Or, just write about A-Rod.

Alex Rodriguez – with a proper nod to LeBron James – is the most polarizing athlete in America. (I considered the mouthy NFL wideouts, Chad Ochocinco and Terrell Owens, but they're long past their primes and never won anything. LeBron is the only one in A-Rod's stratosphere.)

I could pour my soul into a piece about a soldier, who, after losing his leg, hops ten miles with his injured brother draped on his back and drops him on a cot at the local, makeshift triage, saving his life. And I'd get three hits with two comments.

Yet if Alex Rodriguez is spotted sipping a latte in Eugene, Oregon, the world goes wild. What's he doing in Eugene? Is he going back to the Mariners? Maybe he's got his gumar over there.

Only A-Rod creates more headlines while on the DL than any other player in pristine condition. The latest, drama, of course, was over his possible link to an illegal poker game with stars of equal heft, from Leonardo DiCaprio to Spider Man.

Indeed, I wrote an ardent missive on the Yankees – Red Sox rivalry this week and got 107 Facebook "Likes" near my byline, 12 comments under the column, and 12 more on WFAN's Facebook page, and 0 comments on my personal Facebook page. Remember: 107 and 24 comments.

*DATA SHOWN*:
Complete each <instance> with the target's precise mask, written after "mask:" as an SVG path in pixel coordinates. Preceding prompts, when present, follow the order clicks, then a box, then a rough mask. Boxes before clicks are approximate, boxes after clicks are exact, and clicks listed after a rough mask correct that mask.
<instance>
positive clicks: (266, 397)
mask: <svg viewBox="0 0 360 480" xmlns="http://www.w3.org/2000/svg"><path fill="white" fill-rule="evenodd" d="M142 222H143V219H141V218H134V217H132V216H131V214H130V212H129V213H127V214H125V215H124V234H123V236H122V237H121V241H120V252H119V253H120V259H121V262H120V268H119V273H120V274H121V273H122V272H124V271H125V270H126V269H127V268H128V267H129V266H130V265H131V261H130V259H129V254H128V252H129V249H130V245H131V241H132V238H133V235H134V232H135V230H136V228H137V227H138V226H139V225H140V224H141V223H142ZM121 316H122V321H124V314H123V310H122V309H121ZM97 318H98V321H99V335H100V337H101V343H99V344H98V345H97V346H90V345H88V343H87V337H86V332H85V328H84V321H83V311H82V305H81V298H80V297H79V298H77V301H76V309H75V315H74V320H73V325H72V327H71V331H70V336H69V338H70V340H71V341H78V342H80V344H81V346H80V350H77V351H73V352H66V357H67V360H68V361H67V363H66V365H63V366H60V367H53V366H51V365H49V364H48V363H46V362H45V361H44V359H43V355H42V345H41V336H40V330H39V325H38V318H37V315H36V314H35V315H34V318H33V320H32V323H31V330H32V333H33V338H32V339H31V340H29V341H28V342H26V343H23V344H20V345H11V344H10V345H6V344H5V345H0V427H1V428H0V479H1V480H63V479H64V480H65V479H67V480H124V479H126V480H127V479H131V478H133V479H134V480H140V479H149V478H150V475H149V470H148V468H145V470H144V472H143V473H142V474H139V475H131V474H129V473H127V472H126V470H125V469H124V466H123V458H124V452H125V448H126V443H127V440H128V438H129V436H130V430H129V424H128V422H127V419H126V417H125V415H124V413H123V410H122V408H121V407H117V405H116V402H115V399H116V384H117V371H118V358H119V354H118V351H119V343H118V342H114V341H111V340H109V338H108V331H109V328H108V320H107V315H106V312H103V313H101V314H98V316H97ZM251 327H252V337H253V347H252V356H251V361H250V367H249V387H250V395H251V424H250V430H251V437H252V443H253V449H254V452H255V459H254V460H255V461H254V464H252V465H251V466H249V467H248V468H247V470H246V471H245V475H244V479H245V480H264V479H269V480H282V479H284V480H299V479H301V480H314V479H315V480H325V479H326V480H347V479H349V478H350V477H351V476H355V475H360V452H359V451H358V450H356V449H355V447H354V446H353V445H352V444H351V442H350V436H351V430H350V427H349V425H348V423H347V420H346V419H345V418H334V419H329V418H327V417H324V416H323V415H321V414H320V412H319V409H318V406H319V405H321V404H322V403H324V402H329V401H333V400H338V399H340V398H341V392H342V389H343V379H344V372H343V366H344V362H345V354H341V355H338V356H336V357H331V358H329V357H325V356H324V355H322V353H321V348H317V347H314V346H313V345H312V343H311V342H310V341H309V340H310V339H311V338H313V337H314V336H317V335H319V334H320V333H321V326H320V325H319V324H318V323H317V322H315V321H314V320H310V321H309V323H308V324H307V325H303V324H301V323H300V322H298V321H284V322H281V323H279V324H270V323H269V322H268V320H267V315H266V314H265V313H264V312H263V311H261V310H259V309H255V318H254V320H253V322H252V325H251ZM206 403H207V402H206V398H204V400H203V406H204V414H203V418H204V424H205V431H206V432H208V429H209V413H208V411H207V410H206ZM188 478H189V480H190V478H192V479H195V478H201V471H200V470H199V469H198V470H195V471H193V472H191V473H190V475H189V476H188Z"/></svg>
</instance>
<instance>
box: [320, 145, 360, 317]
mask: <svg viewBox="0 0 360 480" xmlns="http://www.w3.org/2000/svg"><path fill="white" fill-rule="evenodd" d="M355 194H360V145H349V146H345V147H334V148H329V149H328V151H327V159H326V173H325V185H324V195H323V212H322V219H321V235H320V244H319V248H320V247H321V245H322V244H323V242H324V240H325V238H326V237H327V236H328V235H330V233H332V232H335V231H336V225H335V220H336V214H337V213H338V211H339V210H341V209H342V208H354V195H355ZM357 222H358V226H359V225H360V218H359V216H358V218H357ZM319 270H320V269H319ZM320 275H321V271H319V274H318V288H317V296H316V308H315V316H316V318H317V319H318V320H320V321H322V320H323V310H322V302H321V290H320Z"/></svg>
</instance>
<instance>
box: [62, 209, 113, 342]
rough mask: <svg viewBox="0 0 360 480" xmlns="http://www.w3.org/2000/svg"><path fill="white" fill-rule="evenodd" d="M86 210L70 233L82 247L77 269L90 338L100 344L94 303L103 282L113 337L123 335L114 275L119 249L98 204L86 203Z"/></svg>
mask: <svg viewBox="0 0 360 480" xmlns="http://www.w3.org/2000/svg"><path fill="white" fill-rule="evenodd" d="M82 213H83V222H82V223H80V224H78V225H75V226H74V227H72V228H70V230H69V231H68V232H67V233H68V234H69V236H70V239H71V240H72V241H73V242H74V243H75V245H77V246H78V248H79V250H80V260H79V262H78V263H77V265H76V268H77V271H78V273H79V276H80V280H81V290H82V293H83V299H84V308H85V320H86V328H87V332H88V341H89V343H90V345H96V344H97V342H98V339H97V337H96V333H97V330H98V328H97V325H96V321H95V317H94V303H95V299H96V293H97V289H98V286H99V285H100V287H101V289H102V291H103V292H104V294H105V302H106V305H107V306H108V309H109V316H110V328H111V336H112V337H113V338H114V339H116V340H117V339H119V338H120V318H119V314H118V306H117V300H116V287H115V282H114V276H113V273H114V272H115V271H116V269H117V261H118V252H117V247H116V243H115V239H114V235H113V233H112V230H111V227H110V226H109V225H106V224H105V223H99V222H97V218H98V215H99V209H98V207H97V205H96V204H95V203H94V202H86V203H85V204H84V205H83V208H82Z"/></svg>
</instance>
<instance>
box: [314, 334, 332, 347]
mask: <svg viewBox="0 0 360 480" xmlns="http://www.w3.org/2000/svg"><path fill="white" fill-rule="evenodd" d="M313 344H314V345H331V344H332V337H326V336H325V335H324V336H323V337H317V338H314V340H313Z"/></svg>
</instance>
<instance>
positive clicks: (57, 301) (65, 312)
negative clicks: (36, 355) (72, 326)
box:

*APPLY WHAT YOU READ*:
(1) In the column on Alex Rodriguez, who does the writer call the only athlete in A-Rod's stratosphere?
(2) Pick up the column on Alex Rodriguez after its final line and carry it further.

*ANSWER SET*:
(1) LeBron James

(2)
My A-Rod column (Poker Face) from last Friday, got 151 "Likes" and 16 comments under the column, 19 comments on WFAN's Facebook page, and 36 on my personal Facebook page. Remember: 151 likes and 72 comments versus 107 and 24. There are many examples of this, but you get my proverbial drift.

I hate the Red Sox more than any group short of a terrorist organization. I hate New England, from Ben Affleck to their accents to their attitudes. I drove a tractor-trailer for three years, and if any of my New York brethren wore any Yankees paraphernalia while delivering goods to a warehouse in Boston and beyond, they were guaranteed a three-hour delay once they arrived. Thus, their noon appointment became 3 p.m. "We've just go no doors open," they'd say, meaning no open space for us to back our trucks into so they may unload the freight intended for them. There were many spaces open, of course, but they closed the moment we wore a Bernie Williams jersey.

I've been told Fenway is an essential place for every baseball fan to visit. I refuse. I'd get hives near Harvard. The point is that my piece lacked no passion. You just flock to an A-Rod report, and I'd love to know why.

My buddy took a picture of me standing next to A-Rod's visage on the side of a phone booth (yes, they still make those), with A-Rod clad in his $2,000 gray sweater with the lapels of a blue-green shirt sprouting from his collar, arms folded across his massive chest, left hand clutching some nutritional beverage, looking his Fred MacMurray, pastoral best. Doesn't work. A-Rod being Alex just doesn't feel right. Yet an innocuous and silly picture on an arbitrary Manhattan corner got 25 comments on my Facebook page. I posted a comment about the Dow Jones collapsing worse than the Miami Heat and got 0 comments.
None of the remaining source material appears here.